#### [What this task involves]
Show every line of the material below that contains the word "trees", copying each such line in full.

#### [Provided information]
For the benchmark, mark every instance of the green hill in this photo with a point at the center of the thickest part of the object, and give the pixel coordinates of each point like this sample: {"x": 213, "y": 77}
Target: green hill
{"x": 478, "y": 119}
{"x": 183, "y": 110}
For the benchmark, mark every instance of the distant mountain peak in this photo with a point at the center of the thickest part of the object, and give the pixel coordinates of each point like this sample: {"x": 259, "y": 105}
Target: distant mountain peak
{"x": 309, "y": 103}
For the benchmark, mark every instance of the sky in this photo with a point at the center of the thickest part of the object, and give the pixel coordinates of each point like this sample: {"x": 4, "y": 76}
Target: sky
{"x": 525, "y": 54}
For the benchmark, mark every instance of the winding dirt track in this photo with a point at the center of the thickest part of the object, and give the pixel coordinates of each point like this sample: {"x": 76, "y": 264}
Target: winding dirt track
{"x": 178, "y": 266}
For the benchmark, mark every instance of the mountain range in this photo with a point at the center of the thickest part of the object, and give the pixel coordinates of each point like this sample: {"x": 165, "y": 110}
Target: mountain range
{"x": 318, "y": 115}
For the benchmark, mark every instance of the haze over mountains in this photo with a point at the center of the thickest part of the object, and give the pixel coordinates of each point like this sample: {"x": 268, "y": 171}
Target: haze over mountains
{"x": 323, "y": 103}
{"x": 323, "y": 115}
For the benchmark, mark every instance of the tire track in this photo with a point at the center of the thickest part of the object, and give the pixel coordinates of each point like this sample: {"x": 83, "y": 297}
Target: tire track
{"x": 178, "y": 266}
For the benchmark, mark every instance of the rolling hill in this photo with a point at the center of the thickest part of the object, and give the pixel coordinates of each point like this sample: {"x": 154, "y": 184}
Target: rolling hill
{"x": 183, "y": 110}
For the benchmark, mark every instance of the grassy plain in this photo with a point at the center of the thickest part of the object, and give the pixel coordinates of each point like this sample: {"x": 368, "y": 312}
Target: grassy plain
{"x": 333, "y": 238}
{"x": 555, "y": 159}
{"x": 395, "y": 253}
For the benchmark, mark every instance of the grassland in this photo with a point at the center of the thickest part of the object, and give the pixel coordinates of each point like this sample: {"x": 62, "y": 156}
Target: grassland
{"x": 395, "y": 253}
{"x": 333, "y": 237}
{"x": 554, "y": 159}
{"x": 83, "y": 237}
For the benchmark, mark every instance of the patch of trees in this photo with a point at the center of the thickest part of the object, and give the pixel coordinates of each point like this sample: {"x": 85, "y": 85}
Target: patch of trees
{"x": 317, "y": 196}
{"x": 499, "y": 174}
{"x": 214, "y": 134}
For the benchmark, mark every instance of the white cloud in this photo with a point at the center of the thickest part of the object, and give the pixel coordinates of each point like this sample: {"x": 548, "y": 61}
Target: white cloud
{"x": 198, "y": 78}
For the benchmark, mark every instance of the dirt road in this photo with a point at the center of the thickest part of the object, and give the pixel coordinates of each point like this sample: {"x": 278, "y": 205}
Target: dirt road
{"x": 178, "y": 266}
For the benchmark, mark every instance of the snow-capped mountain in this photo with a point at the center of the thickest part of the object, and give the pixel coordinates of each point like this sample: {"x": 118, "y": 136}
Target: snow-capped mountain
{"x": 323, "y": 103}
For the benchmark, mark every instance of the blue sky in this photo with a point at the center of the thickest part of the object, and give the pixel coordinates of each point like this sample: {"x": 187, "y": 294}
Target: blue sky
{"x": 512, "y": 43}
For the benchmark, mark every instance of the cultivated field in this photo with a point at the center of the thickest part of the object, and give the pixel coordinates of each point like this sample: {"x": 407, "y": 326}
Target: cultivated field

...

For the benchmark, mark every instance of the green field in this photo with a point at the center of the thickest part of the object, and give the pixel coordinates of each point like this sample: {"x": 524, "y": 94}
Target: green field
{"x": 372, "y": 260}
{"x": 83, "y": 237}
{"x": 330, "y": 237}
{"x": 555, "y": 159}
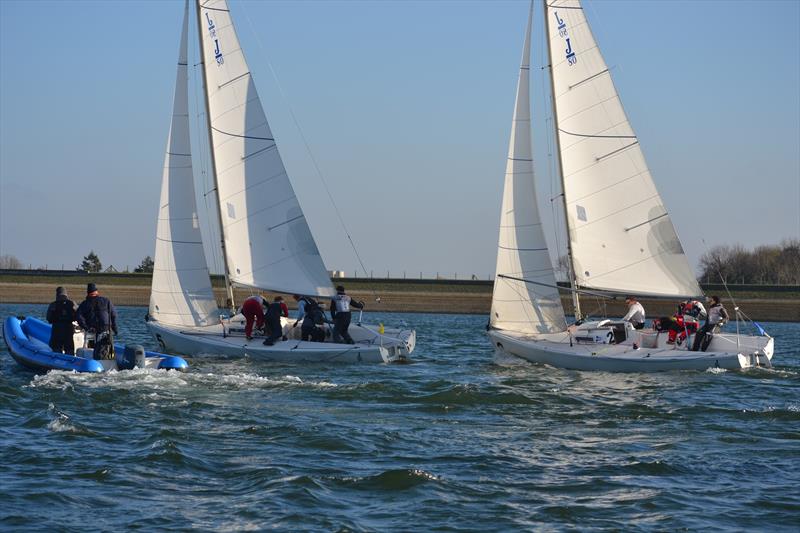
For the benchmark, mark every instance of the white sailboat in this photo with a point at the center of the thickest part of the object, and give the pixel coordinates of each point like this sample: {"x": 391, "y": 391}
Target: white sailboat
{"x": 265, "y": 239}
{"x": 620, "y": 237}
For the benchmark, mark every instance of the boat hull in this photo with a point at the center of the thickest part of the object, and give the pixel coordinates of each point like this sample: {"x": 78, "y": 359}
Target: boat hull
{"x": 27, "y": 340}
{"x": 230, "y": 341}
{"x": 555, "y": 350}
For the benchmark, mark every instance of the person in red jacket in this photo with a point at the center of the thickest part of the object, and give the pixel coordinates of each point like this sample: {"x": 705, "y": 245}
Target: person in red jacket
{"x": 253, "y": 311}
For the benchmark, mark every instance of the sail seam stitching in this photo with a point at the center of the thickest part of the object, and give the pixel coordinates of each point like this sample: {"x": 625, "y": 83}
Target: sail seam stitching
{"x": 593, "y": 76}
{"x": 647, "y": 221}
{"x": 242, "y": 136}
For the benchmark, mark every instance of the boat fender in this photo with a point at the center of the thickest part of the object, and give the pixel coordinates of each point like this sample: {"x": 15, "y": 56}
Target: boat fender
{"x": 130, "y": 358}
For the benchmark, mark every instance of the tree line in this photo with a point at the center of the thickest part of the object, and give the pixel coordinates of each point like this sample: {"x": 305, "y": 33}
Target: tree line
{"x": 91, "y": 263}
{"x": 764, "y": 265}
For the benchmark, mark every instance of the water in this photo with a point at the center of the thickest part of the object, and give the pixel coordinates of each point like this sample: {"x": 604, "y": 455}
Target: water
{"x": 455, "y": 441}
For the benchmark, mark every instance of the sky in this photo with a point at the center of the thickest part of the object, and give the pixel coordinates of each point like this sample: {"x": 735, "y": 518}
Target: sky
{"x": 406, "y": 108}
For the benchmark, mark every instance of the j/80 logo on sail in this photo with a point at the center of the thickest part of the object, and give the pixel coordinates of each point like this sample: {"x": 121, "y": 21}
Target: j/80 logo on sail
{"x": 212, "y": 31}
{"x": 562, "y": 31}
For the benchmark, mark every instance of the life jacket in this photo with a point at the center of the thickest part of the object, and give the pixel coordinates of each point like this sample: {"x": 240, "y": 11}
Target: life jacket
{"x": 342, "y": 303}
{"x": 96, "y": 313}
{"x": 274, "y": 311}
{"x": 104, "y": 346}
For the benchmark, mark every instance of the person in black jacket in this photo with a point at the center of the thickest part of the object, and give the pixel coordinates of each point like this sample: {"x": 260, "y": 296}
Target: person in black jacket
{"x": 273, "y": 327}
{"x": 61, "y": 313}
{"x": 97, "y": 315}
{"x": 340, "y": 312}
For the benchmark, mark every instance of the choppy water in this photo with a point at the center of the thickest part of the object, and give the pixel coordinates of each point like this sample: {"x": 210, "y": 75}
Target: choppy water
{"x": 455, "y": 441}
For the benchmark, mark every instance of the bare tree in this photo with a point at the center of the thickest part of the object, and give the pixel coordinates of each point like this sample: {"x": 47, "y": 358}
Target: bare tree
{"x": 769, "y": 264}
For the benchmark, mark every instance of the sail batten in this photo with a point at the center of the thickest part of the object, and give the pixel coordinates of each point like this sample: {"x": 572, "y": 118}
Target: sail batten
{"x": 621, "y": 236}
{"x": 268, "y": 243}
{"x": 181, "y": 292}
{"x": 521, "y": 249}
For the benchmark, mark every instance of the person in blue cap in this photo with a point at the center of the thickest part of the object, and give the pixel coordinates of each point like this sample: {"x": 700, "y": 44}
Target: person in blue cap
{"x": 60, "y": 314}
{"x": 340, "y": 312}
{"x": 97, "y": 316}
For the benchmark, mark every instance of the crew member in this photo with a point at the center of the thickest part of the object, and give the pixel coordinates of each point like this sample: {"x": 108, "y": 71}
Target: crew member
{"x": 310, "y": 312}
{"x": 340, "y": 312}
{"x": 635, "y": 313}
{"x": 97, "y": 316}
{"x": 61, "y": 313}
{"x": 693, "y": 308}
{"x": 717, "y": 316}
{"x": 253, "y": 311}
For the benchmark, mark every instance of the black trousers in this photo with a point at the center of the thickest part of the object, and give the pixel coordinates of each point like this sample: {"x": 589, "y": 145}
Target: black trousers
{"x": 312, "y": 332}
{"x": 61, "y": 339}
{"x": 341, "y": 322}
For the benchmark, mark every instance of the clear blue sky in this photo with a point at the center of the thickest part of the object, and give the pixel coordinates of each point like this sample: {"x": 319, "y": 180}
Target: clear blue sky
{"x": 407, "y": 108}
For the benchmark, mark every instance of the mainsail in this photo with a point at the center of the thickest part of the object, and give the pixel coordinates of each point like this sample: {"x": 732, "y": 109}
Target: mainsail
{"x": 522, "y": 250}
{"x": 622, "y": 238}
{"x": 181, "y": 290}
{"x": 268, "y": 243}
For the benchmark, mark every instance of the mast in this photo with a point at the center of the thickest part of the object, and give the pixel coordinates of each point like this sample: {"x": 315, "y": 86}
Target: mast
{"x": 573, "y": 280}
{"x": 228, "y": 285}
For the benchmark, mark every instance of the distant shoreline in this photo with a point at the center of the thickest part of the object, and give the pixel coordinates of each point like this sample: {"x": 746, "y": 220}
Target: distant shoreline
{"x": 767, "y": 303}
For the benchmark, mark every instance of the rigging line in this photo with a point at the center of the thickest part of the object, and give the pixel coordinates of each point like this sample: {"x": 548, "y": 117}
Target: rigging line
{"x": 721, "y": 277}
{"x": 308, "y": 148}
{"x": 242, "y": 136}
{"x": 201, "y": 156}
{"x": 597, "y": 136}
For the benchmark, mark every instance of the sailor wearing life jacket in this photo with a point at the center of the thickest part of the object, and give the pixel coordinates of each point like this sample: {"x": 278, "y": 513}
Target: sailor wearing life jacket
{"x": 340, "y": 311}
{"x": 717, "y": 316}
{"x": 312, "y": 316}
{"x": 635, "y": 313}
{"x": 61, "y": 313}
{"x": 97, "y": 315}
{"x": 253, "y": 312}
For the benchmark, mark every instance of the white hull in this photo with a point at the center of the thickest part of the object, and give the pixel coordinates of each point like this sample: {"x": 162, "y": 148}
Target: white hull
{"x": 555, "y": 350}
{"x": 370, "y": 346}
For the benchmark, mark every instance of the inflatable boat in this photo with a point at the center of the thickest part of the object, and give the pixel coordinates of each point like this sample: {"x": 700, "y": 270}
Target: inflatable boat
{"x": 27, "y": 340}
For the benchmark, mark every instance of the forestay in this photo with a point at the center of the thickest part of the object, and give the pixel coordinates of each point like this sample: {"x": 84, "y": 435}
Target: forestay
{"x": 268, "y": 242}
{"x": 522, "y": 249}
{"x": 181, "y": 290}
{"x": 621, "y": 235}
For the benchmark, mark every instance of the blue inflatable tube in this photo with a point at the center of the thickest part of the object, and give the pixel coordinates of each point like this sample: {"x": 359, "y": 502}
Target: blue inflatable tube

#### [Final result]
For the benchmark, mark every instance of the patch of trees in this photo with a point at the center of the thickest part of the object, and give the pixel coordinates of each point like this sample: {"x": 85, "y": 85}
Target: patch of trees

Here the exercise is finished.